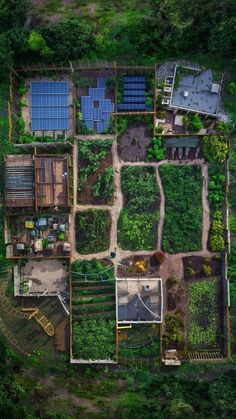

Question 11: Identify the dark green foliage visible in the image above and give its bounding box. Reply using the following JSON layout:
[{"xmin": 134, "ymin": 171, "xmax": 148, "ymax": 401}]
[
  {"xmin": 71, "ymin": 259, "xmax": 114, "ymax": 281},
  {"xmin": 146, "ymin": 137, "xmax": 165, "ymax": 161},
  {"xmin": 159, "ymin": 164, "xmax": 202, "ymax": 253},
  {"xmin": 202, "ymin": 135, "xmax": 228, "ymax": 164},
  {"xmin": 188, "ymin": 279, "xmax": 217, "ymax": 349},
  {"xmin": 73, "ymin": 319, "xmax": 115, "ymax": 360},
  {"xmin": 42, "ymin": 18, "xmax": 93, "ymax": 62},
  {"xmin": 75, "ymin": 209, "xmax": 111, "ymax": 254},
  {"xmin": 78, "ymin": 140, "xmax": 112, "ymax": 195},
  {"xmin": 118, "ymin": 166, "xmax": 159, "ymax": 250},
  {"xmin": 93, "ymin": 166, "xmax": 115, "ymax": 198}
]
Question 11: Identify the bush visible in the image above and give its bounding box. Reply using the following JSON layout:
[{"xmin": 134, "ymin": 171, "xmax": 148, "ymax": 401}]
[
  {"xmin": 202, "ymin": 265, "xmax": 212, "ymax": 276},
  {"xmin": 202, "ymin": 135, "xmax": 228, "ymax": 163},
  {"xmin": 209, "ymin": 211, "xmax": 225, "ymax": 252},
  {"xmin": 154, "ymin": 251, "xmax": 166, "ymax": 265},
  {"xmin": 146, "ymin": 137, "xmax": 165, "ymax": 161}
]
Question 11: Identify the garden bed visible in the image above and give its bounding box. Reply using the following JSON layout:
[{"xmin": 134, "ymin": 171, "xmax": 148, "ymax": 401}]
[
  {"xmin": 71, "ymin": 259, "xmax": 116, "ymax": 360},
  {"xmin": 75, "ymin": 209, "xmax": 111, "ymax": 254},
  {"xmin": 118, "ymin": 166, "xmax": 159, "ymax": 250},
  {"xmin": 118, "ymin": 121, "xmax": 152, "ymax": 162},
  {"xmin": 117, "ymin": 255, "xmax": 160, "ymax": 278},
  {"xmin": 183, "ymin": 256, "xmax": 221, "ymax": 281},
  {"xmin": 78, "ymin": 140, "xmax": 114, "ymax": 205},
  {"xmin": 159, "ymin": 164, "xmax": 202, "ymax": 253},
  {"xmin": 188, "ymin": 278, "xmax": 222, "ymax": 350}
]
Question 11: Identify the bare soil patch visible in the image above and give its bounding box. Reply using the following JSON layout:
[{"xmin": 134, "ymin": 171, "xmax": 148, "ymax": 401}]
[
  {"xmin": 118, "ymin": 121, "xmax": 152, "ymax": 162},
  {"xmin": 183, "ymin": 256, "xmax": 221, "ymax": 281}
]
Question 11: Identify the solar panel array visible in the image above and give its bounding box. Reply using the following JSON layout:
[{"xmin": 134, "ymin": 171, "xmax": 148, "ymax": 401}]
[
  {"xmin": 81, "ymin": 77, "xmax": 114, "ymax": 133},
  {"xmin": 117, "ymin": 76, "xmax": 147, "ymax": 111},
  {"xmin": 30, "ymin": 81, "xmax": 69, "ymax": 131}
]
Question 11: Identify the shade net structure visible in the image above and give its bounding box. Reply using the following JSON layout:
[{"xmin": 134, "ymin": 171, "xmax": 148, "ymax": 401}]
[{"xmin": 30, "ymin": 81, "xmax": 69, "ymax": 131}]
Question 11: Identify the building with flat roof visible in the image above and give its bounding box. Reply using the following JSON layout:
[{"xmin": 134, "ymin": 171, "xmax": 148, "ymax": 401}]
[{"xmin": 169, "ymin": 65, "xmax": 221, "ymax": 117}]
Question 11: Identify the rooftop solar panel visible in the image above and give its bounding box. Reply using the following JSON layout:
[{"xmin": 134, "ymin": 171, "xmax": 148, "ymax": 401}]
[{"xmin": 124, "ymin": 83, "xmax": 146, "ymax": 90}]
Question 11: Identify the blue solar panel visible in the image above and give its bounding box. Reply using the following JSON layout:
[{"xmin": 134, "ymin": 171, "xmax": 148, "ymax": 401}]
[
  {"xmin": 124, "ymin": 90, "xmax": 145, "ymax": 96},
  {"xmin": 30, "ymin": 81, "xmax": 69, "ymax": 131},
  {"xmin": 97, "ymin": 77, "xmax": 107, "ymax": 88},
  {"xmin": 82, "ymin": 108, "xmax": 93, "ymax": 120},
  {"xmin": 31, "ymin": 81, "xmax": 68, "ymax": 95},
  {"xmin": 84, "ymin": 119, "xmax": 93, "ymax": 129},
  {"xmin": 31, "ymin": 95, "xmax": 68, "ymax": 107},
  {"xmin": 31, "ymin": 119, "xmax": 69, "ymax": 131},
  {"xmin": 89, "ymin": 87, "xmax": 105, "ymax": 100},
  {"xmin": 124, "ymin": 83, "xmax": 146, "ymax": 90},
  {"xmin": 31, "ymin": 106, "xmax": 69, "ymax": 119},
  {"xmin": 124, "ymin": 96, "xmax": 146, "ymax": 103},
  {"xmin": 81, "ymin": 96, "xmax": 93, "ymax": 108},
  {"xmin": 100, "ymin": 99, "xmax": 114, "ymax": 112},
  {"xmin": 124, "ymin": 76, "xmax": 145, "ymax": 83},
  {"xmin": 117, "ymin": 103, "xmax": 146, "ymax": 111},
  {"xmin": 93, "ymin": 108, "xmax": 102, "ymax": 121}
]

::::::

# What you have to do
The entries above should be reproduced exactly, without their pictures.

# Result of the task
Question 11: Identify the dark green foliage visible in the image above and give its bounding box. Reply using the following JSON layout:
[{"xmin": 134, "ymin": 171, "xmax": 148, "ymax": 401}]
[
  {"xmin": 71, "ymin": 259, "xmax": 114, "ymax": 281},
  {"xmin": 146, "ymin": 137, "xmax": 165, "ymax": 161},
  {"xmin": 159, "ymin": 164, "xmax": 202, "ymax": 253},
  {"xmin": 202, "ymin": 135, "xmax": 228, "ymax": 164},
  {"xmin": 188, "ymin": 279, "xmax": 217, "ymax": 349},
  {"xmin": 73, "ymin": 319, "xmax": 115, "ymax": 360},
  {"xmin": 42, "ymin": 18, "xmax": 93, "ymax": 62},
  {"xmin": 75, "ymin": 209, "xmax": 111, "ymax": 254},
  {"xmin": 78, "ymin": 140, "xmax": 112, "ymax": 195},
  {"xmin": 118, "ymin": 166, "xmax": 159, "ymax": 250},
  {"xmin": 93, "ymin": 166, "xmax": 115, "ymax": 198}
]
Question 11: Identify the bush visible in the image above and give its bounding box. Reply using the following JSON layout:
[{"xmin": 134, "ymin": 171, "xmax": 148, "ymax": 401}]
[
  {"xmin": 202, "ymin": 265, "xmax": 212, "ymax": 276},
  {"xmin": 202, "ymin": 135, "xmax": 228, "ymax": 163},
  {"xmin": 209, "ymin": 211, "xmax": 225, "ymax": 252},
  {"xmin": 154, "ymin": 251, "xmax": 166, "ymax": 265},
  {"xmin": 146, "ymin": 137, "xmax": 165, "ymax": 161}
]
Question 11: Identify the garden bed visible in the image above and give its bounding box. Reply using the following JSON layout:
[{"xmin": 134, "ymin": 171, "xmax": 148, "ymax": 401}]
[
  {"xmin": 71, "ymin": 259, "xmax": 116, "ymax": 360},
  {"xmin": 75, "ymin": 209, "xmax": 111, "ymax": 254},
  {"xmin": 118, "ymin": 166, "xmax": 159, "ymax": 250},
  {"xmin": 118, "ymin": 121, "xmax": 152, "ymax": 162},
  {"xmin": 117, "ymin": 255, "xmax": 160, "ymax": 278},
  {"xmin": 183, "ymin": 256, "xmax": 221, "ymax": 281},
  {"xmin": 78, "ymin": 140, "xmax": 114, "ymax": 205},
  {"xmin": 159, "ymin": 164, "xmax": 202, "ymax": 253},
  {"xmin": 188, "ymin": 278, "xmax": 222, "ymax": 350}
]
Question 11: Identify the bare soil patch visible in the image above and give its bounding box. Reply using the following JSON layout:
[{"xmin": 134, "ymin": 171, "xmax": 148, "ymax": 401}]
[
  {"xmin": 118, "ymin": 121, "xmax": 152, "ymax": 162},
  {"xmin": 183, "ymin": 256, "xmax": 221, "ymax": 281}
]
Question 11: Identify the solar panel array visible in the image above and give its bounding box. Reply using the following JSON layout:
[{"xmin": 134, "ymin": 171, "xmax": 148, "ymax": 401}]
[
  {"xmin": 81, "ymin": 77, "xmax": 114, "ymax": 133},
  {"xmin": 117, "ymin": 76, "xmax": 147, "ymax": 111},
  {"xmin": 30, "ymin": 81, "xmax": 69, "ymax": 131}
]
Question 11: Identify the shade net structure visible in the image above and give its bounding box. Reply using the following JSON layout:
[{"xmin": 134, "ymin": 171, "xmax": 148, "ymax": 401}]
[{"xmin": 30, "ymin": 81, "xmax": 69, "ymax": 131}]
Question 11: Identify the building with flat roof visible in the image above and give its bounding box. Reply using the following JSON layout:
[{"xmin": 134, "ymin": 171, "xmax": 148, "ymax": 401}]
[{"xmin": 169, "ymin": 65, "xmax": 221, "ymax": 117}]
Question 11: Identify the rooftop solar panel visible in the image above and give its bounding box. Reply using the following JSON layout:
[{"xmin": 134, "ymin": 171, "xmax": 148, "ymax": 401}]
[{"xmin": 124, "ymin": 83, "xmax": 146, "ymax": 90}]
Question 11: Identify the blue solar panel visible in the image above and give its bounding box. Reply using the following JSON layout:
[{"xmin": 134, "ymin": 171, "xmax": 148, "ymax": 401}]
[
  {"xmin": 124, "ymin": 90, "xmax": 145, "ymax": 96},
  {"xmin": 30, "ymin": 81, "xmax": 69, "ymax": 131},
  {"xmin": 97, "ymin": 77, "xmax": 107, "ymax": 88},
  {"xmin": 82, "ymin": 108, "xmax": 93, "ymax": 120},
  {"xmin": 31, "ymin": 81, "xmax": 68, "ymax": 95},
  {"xmin": 84, "ymin": 119, "xmax": 93, "ymax": 129},
  {"xmin": 31, "ymin": 95, "xmax": 68, "ymax": 107},
  {"xmin": 31, "ymin": 119, "xmax": 69, "ymax": 131},
  {"xmin": 89, "ymin": 87, "xmax": 105, "ymax": 100},
  {"xmin": 124, "ymin": 83, "xmax": 146, "ymax": 90},
  {"xmin": 31, "ymin": 106, "xmax": 69, "ymax": 119},
  {"xmin": 124, "ymin": 96, "xmax": 146, "ymax": 103},
  {"xmin": 81, "ymin": 96, "xmax": 93, "ymax": 108},
  {"xmin": 100, "ymin": 99, "xmax": 114, "ymax": 112},
  {"xmin": 124, "ymin": 76, "xmax": 145, "ymax": 83},
  {"xmin": 117, "ymin": 103, "xmax": 146, "ymax": 111},
  {"xmin": 93, "ymin": 108, "xmax": 102, "ymax": 121}
]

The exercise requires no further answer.